**REQUIRED WORK:** Each line below is to be written out in full, exactly as shown.

Saved entries:
__________________________________________________

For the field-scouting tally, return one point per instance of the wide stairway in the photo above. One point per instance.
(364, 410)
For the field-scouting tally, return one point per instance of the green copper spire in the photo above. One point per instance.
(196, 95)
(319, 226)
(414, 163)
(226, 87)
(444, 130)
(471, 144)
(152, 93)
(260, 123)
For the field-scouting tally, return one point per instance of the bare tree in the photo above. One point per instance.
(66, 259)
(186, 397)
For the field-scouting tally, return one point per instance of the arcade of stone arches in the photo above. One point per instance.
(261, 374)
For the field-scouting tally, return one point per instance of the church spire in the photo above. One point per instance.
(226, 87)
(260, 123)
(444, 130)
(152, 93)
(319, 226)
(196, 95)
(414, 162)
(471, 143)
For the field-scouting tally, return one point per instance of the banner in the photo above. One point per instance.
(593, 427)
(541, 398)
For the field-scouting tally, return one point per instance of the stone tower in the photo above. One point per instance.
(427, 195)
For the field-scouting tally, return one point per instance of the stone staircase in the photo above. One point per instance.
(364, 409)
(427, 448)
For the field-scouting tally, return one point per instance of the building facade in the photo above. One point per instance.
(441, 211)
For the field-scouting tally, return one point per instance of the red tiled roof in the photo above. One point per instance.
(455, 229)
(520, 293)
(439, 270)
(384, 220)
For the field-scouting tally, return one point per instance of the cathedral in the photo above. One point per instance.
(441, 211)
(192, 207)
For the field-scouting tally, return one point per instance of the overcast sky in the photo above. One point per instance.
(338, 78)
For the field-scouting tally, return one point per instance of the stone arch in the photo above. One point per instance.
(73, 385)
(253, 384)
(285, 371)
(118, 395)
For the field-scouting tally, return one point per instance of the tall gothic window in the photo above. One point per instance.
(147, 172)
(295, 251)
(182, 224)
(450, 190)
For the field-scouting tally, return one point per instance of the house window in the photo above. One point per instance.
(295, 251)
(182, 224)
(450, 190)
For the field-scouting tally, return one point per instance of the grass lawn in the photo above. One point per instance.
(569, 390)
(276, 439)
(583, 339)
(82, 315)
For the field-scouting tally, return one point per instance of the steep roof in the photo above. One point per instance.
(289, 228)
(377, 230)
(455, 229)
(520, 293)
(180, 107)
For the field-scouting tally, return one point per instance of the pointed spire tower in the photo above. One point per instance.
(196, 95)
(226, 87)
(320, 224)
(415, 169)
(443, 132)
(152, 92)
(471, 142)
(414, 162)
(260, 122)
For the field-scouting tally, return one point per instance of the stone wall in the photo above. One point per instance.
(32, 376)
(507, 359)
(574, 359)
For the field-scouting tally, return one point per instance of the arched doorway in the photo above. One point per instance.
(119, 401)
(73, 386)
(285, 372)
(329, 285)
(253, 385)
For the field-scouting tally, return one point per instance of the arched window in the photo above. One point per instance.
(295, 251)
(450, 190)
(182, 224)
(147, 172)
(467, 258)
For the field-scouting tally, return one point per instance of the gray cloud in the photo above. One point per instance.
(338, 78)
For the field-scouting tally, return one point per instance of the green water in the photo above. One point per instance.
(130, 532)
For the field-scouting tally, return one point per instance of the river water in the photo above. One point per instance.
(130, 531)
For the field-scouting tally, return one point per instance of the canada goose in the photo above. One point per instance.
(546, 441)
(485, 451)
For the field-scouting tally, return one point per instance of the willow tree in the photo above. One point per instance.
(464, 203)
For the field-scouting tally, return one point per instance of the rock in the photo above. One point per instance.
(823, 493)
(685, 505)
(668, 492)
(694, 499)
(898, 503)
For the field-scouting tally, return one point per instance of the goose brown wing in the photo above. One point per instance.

__________________________________________________

**SOLUTION TO THE EXERCISE:**
For the field-scouting tally, return one point per instance of the wide stairway in the photo above. One point per instance.
(364, 410)
For the field-scouting tally, return one point per instance of the green copper spire in the photo above. One point per instance.
(196, 95)
(319, 226)
(414, 163)
(226, 87)
(444, 130)
(471, 144)
(152, 93)
(260, 123)
For the field-scouting tally, return one point per instance of the bare tree in the photo above. One point per instance.
(66, 259)
(186, 397)
For the field-scouting tally, return one point per instance of the arcade of stone arches in the photo above. One point per instance.
(261, 374)
For the field-scouting tally, return one point per instance of the church spire in the photo above. One point per instance.
(226, 87)
(260, 123)
(444, 130)
(152, 93)
(319, 226)
(196, 95)
(414, 162)
(471, 143)
For the field-scouting tally, return one point per instance of the banner in the photo above. One point per instance.
(593, 427)
(541, 398)
For the field-scouting tally, return one point per instance of the stone tower in the photo above. One point per instance.
(427, 195)
For the field-scouting tally, return one point per instance of the stone staircase in the photo above. One point per instance.
(364, 409)
(427, 448)
For the field-scouting tally, return one point per instance of the building facade in the photo above. One point per instance.
(441, 211)
For the field-scouting tally, return one point per instance of the red tiled roof in the photo above. One point per instance.
(455, 229)
(520, 293)
(439, 270)
(384, 220)
For the field-scouting tally, return one point per instance of the cathedral in the photo above. One point per instance.
(441, 211)
(192, 207)
For the field-scouting tally, return one point per instance of the overcast sky in the photo above. One point per instance.
(338, 78)
For the field-scouting tally, return one point per instance of the stone arch in the photo above. One point per instance.
(73, 385)
(253, 384)
(285, 371)
(118, 395)
For the field-scouting tally, return one point per instance of the tall gothic window in the photo above. One point per instance.
(147, 172)
(295, 251)
(182, 224)
(450, 190)
For the field-scouting tally, return one point per instance of the house window in the photo above. One point per instance.
(295, 251)
(182, 224)
(450, 190)
For the field-scouting tally, return one point per instance of the grass lawn in the photo above. One point per instance.
(569, 390)
(276, 439)
(583, 339)
(82, 315)
For the field-scouting tally, return one point per instance of the steep roof in the photo above. One point per instance.
(289, 228)
(377, 230)
(455, 229)
(520, 293)
(180, 107)
For the field-scouting tally, return one point per instance of the pointed spire tower in the photo above. One point per instance.
(196, 95)
(226, 87)
(320, 224)
(415, 169)
(443, 132)
(152, 92)
(471, 142)
(414, 162)
(260, 122)
For the field-scouting tally, return one point per instance of the stone wall in the photo above. One point per instance.
(32, 376)
(507, 359)
(574, 359)
For the field-scouting tally, return one point per instance of the arched doorway in the photo above. One point per instance.
(119, 401)
(73, 386)
(285, 372)
(329, 285)
(253, 385)
For the field-scouting tally, return one point per instance of the arched window in the photo above. One point per instance.
(295, 251)
(450, 190)
(182, 224)
(147, 172)
(467, 258)
For the field-scouting tally, return one point per instance of the gray cloud in the photo above. One point per instance.
(338, 78)
For the field-scouting tally, return one point per instance of the green water in the photo above. One point per instance.
(130, 532)
For the field-scouting tally, return one point per instance of the river water in the photo above. One point per instance.
(130, 531)
For the field-scouting tally, return one point per instance of the canada goose in the photo above. One point per instance.
(546, 441)
(485, 451)
For the field-scouting tally, return one point per instance of the willow tree in the photo above. One point per instance.
(464, 203)
For the field-scouting tally, return one point per instance of the rock in the photo above. One point per instance.
(823, 493)
(685, 505)
(668, 492)
(694, 499)
(898, 503)
For the field-scouting tally, return one point per instance of the goose brown wing in the photo above. One point per instance.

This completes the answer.